§ Pagina:
┄┄┄┄┄┄┄┄┄┄┄┄┄┄┄┄┄┄┄┄

1^ Lettura (Sir. 27, 5-8)

Dal libro del Siracide.

Quando si agita un vaglio, restano i rifiuti; così quando un uomo riflette, gli appaiono i suoi difetti. La fornace prova gli oggetti del vasaio, la prova dell'uomo si ha nella sua conversazione. Il frutto dimostra come è coltivato l'albero, così la parola rivela il sentimento dell'uomo. Non lodare un uomo prima che abbia parlato, poiché questa è la prova degli uomini.

 

2^ Lettura (1 Cor .15, 54-58)

Dalla prima lettera di san Paolo apostolo ai Corinzi.

Fratelli, quando questo corpo corruttibile si sarà vestito d'incorruttibilità e questo corpo mortale d'immortalità, si compirà la parola della Scrittura: La morte è stata ingoiata per la vittoria. Dov'è, o morte, la tua vittoria? Dov'è, o morte, il tuo pungiglione? Il pungiglione della morte è il peccato e la forza del peccato è la legge. Siano rese grazie a Dio che ci da  la vittoria per mezzo del Signore nostro Gesù Cristo! Perciò, fratelli miei carissimi, rimanete saldi e irremovibili, prodigandovi sempre nell'opera del Signore, sapendo che la vostra fatica non è vana nel Signore.

 

Vangelo (Lc. 6, 39-45)

Dal vangelo secondo Luca.

┄┄┄┄┄┄┄┄┄┄┄┄┄┄┄┄┄┄┄┄

§ Materiale:
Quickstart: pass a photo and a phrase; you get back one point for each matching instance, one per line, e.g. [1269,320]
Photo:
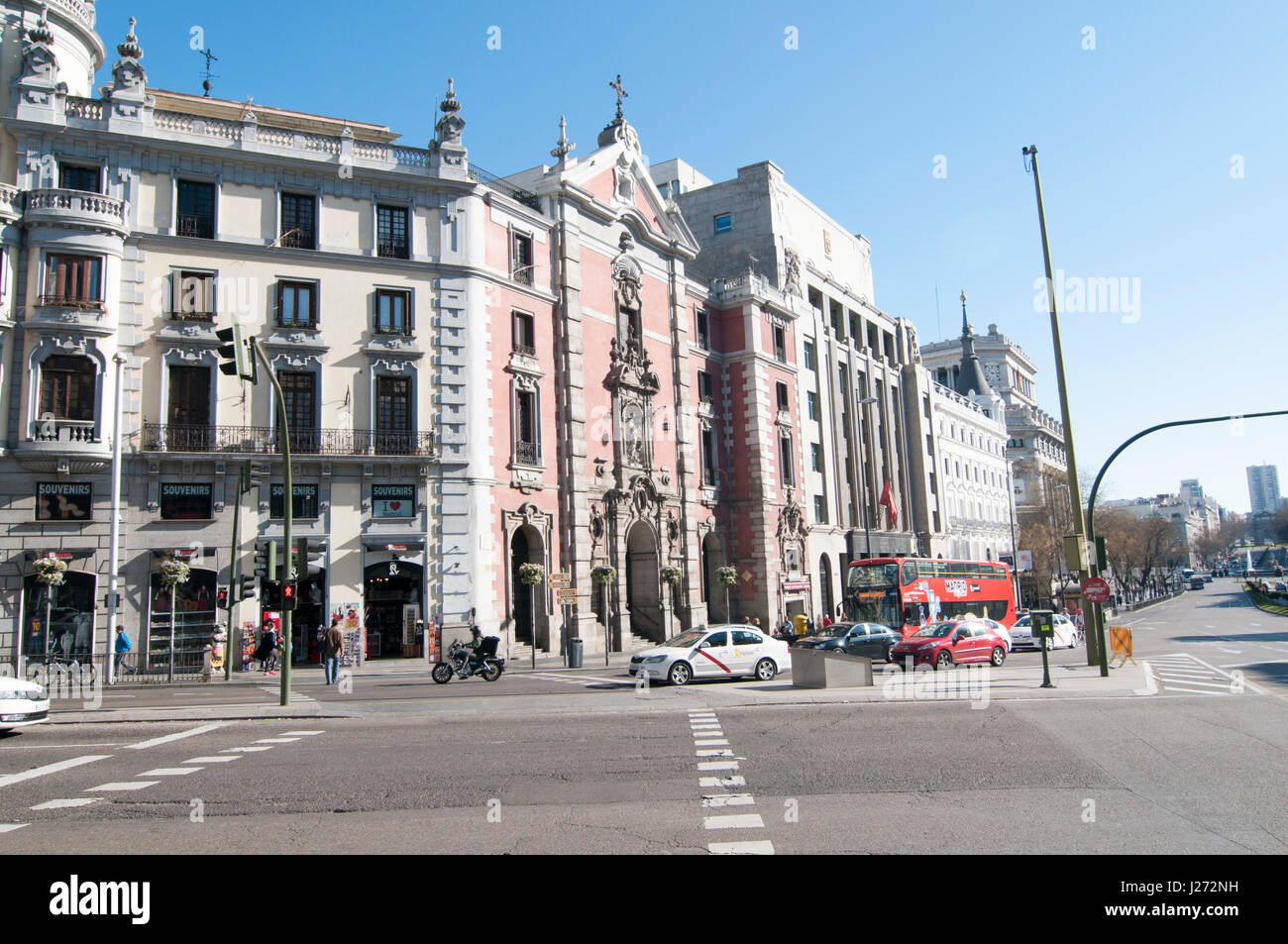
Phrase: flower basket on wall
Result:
[51,571]
[172,571]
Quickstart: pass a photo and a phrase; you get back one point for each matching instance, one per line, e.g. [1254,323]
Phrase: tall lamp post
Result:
[1074,491]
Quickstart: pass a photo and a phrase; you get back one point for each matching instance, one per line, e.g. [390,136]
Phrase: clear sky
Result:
[1160,136]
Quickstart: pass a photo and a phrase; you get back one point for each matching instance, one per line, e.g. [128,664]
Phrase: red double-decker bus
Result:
[907,592]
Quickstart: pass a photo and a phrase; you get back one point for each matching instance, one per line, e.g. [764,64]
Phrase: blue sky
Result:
[1163,155]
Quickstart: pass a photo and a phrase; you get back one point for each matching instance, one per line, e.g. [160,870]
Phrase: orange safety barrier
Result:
[1120,644]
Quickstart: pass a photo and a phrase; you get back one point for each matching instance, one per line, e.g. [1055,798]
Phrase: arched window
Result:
[67,387]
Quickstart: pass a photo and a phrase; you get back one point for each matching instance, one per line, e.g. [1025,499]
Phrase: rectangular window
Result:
[393,501]
[296,304]
[524,334]
[193,296]
[304,501]
[73,281]
[522,262]
[393,312]
[196,217]
[185,501]
[704,391]
[391,232]
[72,176]
[64,501]
[299,222]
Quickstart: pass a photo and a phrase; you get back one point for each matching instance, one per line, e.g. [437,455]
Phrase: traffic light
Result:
[237,353]
[309,553]
[266,561]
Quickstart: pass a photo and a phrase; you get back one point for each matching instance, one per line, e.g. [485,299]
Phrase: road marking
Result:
[65,803]
[758,848]
[711,800]
[738,820]
[51,769]
[735,781]
[167,738]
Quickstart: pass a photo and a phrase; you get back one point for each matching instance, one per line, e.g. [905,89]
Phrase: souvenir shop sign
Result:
[393,501]
[64,501]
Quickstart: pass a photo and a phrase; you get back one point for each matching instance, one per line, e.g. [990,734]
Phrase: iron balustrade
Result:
[265,439]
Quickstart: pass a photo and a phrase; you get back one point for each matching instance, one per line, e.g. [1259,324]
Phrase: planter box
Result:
[814,669]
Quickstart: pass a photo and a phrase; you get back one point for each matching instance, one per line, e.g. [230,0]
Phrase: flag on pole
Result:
[888,500]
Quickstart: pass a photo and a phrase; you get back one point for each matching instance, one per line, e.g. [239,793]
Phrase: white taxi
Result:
[22,702]
[713,652]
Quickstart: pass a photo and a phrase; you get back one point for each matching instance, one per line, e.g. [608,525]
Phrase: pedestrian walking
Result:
[333,648]
[123,649]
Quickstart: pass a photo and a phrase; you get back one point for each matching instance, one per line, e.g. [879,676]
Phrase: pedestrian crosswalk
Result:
[1185,674]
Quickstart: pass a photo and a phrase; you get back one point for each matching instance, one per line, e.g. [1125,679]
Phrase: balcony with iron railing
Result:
[60,207]
[265,439]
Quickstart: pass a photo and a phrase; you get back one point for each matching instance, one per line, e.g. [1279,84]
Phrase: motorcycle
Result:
[458,662]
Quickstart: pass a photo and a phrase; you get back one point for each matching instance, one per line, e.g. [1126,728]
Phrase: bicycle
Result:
[72,669]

┄┄┄┄┄┄┄┄┄┄┄┄┄┄┄┄┄┄┄┄

§ Istruzioni:
1/ Trasforma in un elenco puntato il paragrafo della pagina che inizia con «Quando si agita un vaglio», mantenendone i fatti principali.
2/ Raccogli tutte le righe del materiale che contengono la parola "iron".

§ Soluzioni:
1/
- Il vaglio agitato lascia i rifiuti. Allo stesso modo, quando l'uomo riflette, gli appaiono i suoi difetti.
- La fornace prova gli oggetti del vasaio. L'uomo si prova nella sua conversazione.
- Il frutto mostra come è coltivato l'albero. La parola rivela il sentimento dell'uomo.
- Non si deve lodare un uomo prima che abbia parlato: questa è la prova degli uomini.

2/
Phrase: iron balustrade
Phrase: balcony with iron railing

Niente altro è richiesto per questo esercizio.